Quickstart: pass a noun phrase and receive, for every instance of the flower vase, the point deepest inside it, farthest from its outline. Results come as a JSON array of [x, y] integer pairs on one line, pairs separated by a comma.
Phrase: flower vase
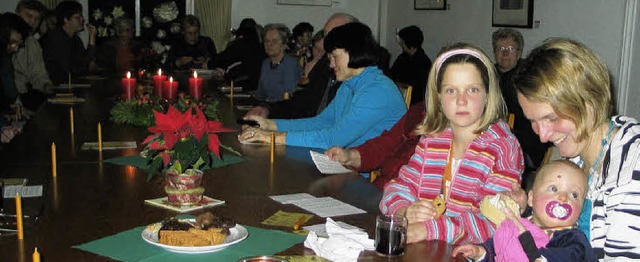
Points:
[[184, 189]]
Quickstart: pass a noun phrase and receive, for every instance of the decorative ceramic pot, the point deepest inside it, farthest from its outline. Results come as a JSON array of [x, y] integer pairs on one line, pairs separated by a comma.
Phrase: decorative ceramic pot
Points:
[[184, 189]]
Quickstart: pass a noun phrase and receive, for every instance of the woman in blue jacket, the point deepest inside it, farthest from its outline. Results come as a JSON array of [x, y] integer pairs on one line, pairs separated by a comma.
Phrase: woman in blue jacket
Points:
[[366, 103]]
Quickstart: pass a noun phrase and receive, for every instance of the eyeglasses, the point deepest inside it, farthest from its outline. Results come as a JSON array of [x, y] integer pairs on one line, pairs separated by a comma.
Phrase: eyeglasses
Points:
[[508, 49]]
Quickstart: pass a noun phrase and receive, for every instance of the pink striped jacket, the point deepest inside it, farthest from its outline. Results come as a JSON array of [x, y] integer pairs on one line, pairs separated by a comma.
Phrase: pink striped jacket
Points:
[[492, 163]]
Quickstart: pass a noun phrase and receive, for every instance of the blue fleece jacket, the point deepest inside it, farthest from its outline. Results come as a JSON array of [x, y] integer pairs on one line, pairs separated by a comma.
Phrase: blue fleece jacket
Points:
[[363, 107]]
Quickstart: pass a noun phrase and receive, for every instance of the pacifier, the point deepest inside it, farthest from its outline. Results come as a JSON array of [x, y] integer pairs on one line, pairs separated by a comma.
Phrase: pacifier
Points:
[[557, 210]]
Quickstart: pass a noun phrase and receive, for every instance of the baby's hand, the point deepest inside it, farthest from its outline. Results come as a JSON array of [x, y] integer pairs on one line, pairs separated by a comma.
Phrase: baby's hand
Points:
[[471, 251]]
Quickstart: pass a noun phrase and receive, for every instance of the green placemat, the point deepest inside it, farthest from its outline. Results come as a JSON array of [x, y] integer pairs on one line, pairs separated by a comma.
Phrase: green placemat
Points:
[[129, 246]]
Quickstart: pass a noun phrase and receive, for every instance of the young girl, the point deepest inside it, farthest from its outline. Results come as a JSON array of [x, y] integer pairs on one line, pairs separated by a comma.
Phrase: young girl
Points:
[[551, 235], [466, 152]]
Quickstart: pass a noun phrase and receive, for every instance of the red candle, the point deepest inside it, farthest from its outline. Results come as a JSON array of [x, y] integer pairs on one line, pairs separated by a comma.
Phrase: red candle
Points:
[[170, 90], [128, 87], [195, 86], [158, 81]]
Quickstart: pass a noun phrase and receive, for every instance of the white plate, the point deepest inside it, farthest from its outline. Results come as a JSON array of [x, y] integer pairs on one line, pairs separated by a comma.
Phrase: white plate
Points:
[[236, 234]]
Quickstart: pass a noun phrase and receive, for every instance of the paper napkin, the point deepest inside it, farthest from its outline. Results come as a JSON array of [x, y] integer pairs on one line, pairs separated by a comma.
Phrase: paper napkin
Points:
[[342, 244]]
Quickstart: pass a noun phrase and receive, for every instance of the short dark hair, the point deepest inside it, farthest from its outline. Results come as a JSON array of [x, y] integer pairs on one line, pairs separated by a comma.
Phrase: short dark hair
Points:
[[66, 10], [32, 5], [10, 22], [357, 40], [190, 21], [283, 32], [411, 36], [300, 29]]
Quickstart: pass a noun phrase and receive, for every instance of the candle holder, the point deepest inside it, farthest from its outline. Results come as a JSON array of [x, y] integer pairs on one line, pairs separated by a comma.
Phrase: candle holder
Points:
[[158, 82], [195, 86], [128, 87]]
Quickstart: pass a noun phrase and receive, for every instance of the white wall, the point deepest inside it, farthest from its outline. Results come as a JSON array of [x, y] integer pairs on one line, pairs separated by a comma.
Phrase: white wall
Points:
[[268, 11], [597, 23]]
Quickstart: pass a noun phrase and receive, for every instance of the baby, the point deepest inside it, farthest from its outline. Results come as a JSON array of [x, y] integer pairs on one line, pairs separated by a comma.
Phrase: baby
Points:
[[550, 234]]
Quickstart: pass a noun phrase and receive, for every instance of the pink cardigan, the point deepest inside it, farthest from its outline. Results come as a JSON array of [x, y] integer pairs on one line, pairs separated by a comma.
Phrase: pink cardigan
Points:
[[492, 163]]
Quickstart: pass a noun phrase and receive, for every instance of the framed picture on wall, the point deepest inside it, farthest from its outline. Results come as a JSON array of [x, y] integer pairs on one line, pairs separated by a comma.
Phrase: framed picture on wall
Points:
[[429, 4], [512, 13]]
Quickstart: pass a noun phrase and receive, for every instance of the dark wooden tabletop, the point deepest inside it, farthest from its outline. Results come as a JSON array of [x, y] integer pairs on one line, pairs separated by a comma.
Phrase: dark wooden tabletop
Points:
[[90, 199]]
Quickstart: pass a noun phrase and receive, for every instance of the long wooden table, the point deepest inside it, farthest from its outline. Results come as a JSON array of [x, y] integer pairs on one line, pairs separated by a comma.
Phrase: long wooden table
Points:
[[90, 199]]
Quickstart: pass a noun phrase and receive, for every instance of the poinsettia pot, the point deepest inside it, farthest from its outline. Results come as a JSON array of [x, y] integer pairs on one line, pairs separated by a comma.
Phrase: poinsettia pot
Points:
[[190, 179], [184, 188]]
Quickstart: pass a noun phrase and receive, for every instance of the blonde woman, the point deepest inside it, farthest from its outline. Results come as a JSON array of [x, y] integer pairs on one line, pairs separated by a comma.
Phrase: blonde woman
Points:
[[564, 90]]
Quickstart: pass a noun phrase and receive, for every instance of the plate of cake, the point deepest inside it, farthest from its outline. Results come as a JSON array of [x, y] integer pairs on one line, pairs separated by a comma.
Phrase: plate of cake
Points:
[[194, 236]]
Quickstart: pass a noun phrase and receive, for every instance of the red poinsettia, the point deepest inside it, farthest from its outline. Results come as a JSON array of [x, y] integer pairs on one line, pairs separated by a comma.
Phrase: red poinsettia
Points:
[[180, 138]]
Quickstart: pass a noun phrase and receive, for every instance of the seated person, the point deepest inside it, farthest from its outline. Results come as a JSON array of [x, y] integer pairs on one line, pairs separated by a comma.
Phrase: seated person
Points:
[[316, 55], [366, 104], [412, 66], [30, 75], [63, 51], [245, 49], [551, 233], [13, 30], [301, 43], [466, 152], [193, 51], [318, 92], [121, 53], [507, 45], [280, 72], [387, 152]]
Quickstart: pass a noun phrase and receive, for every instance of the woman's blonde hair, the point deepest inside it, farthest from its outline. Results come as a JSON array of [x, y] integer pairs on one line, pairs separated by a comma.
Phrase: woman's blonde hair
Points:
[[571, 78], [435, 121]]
-*-*-
Give an exact copy of the listing, without its pictures.

RESULT FOR THIS EXERCISE:
Quickstart: pass a noun phrase and receive, for every instance of the flower vase, the point deepest inside it, farthest from its outline. Results come as a JSON array of [x, y] integer pairs on one line, pairs separated by a comma.
Phrase: flower vase
Points:
[[184, 189]]
Quickstart: pass a noun phrase and receive, for every instance of the decorative ceramic pot, the point deepest inside it, farthest from its outline. Results come as a JSON array of [x, y] integer pairs on one line, pairs separated by a comma.
Phrase: decorative ceramic pot
Points:
[[184, 189]]
Quickstart: pass a noun phrase and receive, for every instance of the woman in blue jacket, the point deepest inside it, farthest from its outline. Results come as a JSON array of [x, y] integer pairs on one line, pairs separated by a comma.
Phrase: woman in blue jacket
Points:
[[366, 103]]
Quickstart: pass a noun phrase and receive, for every instance of the eyeglasses, the point deepest inside it, farthest from its outline. Results come as a JSON array of [x, y] integer pairs on one line, pairs separated by a comma.
Phrase: eyeglasses
Points:
[[508, 49]]
Quickstart: pass a noun phrase and receive, for every instance of the pink striped jacket, the point deepest inside it, farthest from its outline. Results come as a JSON array of [x, y] integer pairs on one line, pairs separated by a comma.
Phrase: pink striped jacket
Points:
[[492, 163]]
Quickstart: pass a noun phrase and receive, for every instance of the blue fleece jacket, the point deepest inside it, farthest from its outline. Results come as a JSON array of [x, y] integer pairs on one line, pairs separated by a comma.
Phrase: blue fleece jacket
Points:
[[363, 107]]
Quickstart: pass a noun phrase and receive, for every instance of the pacifier, the point deepest inside it, farthest from its outline. Results come as a JSON array of [x, y] integer pairs on one line, pairs separated by a comma.
Phrase: pacifier
Points:
[[557, 210]]
Quickstart: pass a noun phrase and receive, for every instance of the baby's hand, the point deepest inside it, farthest from its outline. Results come as a JSON array of [x, y] integer pairs on one line, pairs separated by a comma.
Phrase: baby's hand
Points:
[[471, 251]]
Quickstart: pass a noun phrase and receive, for every instance of the green placemat, the point deepest inside it, farthest from its outline. Results come as a JSON array of [x, y] integer pairs on one line, pairs separated by a comma.
Phrase: green placemat
Points:
[[129, 246]]
Quickstart: pass a noun phrase and receive, for every instance of the young girl, the point deepest inside it, farthest from its outline. Results come as a JSON array of [x, y] integer pairs on one line, pairs separated by a comma.
Phrase: young girl
Points:
[[551, 235], [466, 152]]
Quickstart: pass a noun phrase and receive, for every instance of the red candle, the point deepest inside it, farthest from its outline. Results come as a JSON array of [x, y] integer pairs on one line, pairs separated by a comma.
Phrase: red candle
Points:
[[170, 90], [128, 87], [195, 86], [158, 81]]
Quickstart: pass a noun phrase and receive, for every instance of the white plate, the point deepest inside it, farthest from its outline. Results come as a JSON array of [x, y] integer pairs on one line, pairs separated by a comma.
Phrase: white plate
Points:
[[236, 234]]
Quickstart: pass a noun phrase and receive, for every instance of the paper napkin, the point deepest inside it, farthest from its outline. Results come as a JSON array of [x, y] integer pairs on one line, pairs separated by a comma.
Phrase: paper napkin
Points:
[[342, 244]]
Quickstart: pass a noun phrase and receive, for every instance of the short dark hair, the point deepest inside it, farthest from its outline. Results come as a JSON array of [x, y] integer pairs on one line, pairs separated by a comma.
Phrase: short dark hair
Points:
[[66, 10], [32, 5], [10, 22], [357, 40], [190, 21], [283, 32], [411, 36], [300, 29]]
Quickstart: pass a noun phrase and receive, for every instance of the candle holder, the point deepest inside it, farthest from its outline. Results come as a JSON array of [x, y] integer pairs on one line, pairs separated by a comma.
Phrase: candle holder
Points:
[[158, 82], [195, 86], [128, 87]]
Quickstart: pass a noun phrase and receive, for every instance of the white wall, the point deepest inside it, farthest from its outline. Results come as a JSON array of [x, y] integer pairs on one line, pairs separated by a comma.
Phrase: white wall
Points:
[[268, 11], [597, 23]]
Quickstart: pass a noun phrase and receive, for every instance of the baby, the point deepest inside it, farthest from its outline. Results come as a JSON array of [x, y] integer pairs on one line, pairs separated by a comma.
Phrase: baby
Points:
[[550, 234]]
Quickstart: pass a noun phrase and receive, for every instance of the pink cardigan, the point deepest inside it, farthest from its outline. Results come as a JSON array of [x, y] integer pairs on one line, pairs separated by a comma.
Phrase: pink cardigan
Points:
[[492, 163]]
Quickstart: pass a noun phrase and receive, for every instance of the framed picture on wall, the point deepest inside it, farthest from its outline. Results come as a JSON array of [x, y] integer pairs on one line, pairs separated by a comma.
Phrase: framed picture on wall
Points:
[[429, 4], [512, 13]]
Quickstart: pass a noun phrase and receive, for every instance of the dark wooden tabletop, the point deepest inside it, farthest from its outline. Results come as a JSON array of [x, y] integer pairs on one line, pairs separated by a comma.
Phrase: dark wooden tabletop
Points:
[[90, 199]]
Quickstart: pass a noun phrase and receive, for every instance of the long wooden table, the point deepest inside it, farthest from its outline. Results come as a JSON array of [x, y] integer pairs on one line, pairs separated by a comma.
Phrase: long wooden table
Points:
[[90, 199]]
Quickstart: pass a noun phrase and receive, for every instance of the poinsettia pot, the point deepest inside it, farthest from its outline. Results come as a JSON array of [x, y] integer pairs on one line, pairs separated by a comma.
Phrase: poinsettia pot
Points:
[[190, 179], [184, 188]]
Quickstart: pass a noun phrase and receive, for every instance of the blonde woman, the point deepest inside it, farthest from its outline. Results come as a JSON array of [x, y] integer pairs on one line, pairs separated by a comma.
Phrase: blonde woman
Points:
[[564, 90]]
Quickstart: pass a noun phrase and receive, for every instance of the plate of cake, the point deepest inside it, farthest from its outline. Results come as a JSON array of [x, y] integer pairs on one line, pairs separated by a comma.
Phrase: plate of cake
Points:
[[194, 236]]
Quickstart: pass a noun phrase and receive, for every instance of the red poinsettia, the point deepest inside it, farthest from its outline. Results come as a JSON array of [x, y] integer pairs on one line, pairs separated by a comma.
Phrase: red poinsettia
Points:
[[180, 138]]
Quickstart: pass a noun phrase and receive, for every instance of the seated person, the point deepest inside it, farthest from its outline. Results come as a JSON array of [x, y] integer pairs on one line, pairs separated by a comma.
Phrase: seated person
Points:
[[316, 55], [366, 104], [412, 66], [30, 75], [63, 51], [245, 49], [551, 233], [13, 30], [301, 43], [466, 152], [193, 51], [318, 92], [121, 53], [507, 45], [280, 72], [387, 152]]
Quickstart: pass a noun phrase and receive, for every instance of the woman's blonde hair, the point deepest inside it, farthest from its outline. Results come as a JSON array of [x, y] integer pairs on one line, pairs separated by a comma.
Phrase: woman's blonde hair
Points:
[[571, 78], [435, 121]]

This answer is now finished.